### ACTIONS TO TAKE
1. In the forum thread about Firefly snowboards, translate this sentence into Spanish: "If your buddy is serious about shredding he should get some decent gear."
2. According to the forum thread about Firefly snowboards, Firefly is a house brand of which company?
3. Continue the forum thread about Firefly snowboards from the point where it stops.

### DOCUMENT SEGMENT
________
# just how bad is FIREFLY?



## fredericp64

I got into an argument with a buddy of mine about why he shouldn't buy Firefly board + bindings but couldn't really come up with solid ''in your face'' style arguments due to lack of experience.

Would you be better off gluing a crazy carpet to a 2x4?

What are your takes on this brand in general??


----------



## avenged1985

i guess they are alright for beginers. No expierence with them, so im not really much help. They have low end gear compared to other


----------



## DC5R

I've never heard of Firefly, but it's probably on the same level as Lamar, LTD, etc. It's a price point board. If your buddy is just riding occasionally, then the board will be fine. However, if he's serious about ridign and progressing, he might want to look at something else.


----------



## Dano

Lamar, 5150, Firefly, Bitchboards, etc are definitely lower-end boards. Good for 9-year-old kids that'll outgrow gear after half a season's use, but you get what you pay for. And with these boards, you don't get much. If your buddy is serious about shredding he should get some decent gear. There are other ways to save on equipment, eBay, craigslist, brociety.com, whiskeymilitia.com, and 09 models are all affordable ways to pick up goods. Or wait till spring for this year's stuff to go on sale


----------



## legallyillegal

firefly is a forzani (sportchek, sportmart, etc) house brand

same level as ltd, lamar, etc


----------



## fredericp64

is it rental-quality or better?
________
### GIVEN MATERIAL
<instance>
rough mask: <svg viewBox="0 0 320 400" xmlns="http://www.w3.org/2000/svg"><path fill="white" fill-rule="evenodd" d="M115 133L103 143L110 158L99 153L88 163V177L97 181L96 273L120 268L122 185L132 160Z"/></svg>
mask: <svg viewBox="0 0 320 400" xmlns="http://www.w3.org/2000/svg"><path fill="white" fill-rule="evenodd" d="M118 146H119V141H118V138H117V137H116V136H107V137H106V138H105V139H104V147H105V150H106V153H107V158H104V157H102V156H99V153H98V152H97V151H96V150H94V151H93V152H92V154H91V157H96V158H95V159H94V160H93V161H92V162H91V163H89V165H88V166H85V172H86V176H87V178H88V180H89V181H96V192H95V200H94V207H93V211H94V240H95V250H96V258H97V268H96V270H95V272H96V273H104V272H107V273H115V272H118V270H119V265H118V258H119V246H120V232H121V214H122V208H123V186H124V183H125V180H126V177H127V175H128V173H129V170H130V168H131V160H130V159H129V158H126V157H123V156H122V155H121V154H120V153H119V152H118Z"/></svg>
________
### ANSWER SET
1. Si tu amigo se toma en serio el snowboard, debería conseguir equipo decente.

2. Forzani (Sportchek, Sportmart, etc.).

3.
----------



## Dano

fredericp64 said:


> is it rental-quality or better?


Depends where you're renting. I've seen 2010 Burton Customs with Cartel bindings being rented in Whistler, and I've seen step in bindings on a Head board for rent at the local hill. Personal gear can be better because it's taken care of better (sharpened edges, wax, less top sheet and edge damage), but that's no reason to rush into buying shit gear. Research, save some cash, and hunt down a deal on decent equipment, they're out there.


----------



## fredericp64

wow Whistler is pri beast lol that's like a 1000$ setup. noice!!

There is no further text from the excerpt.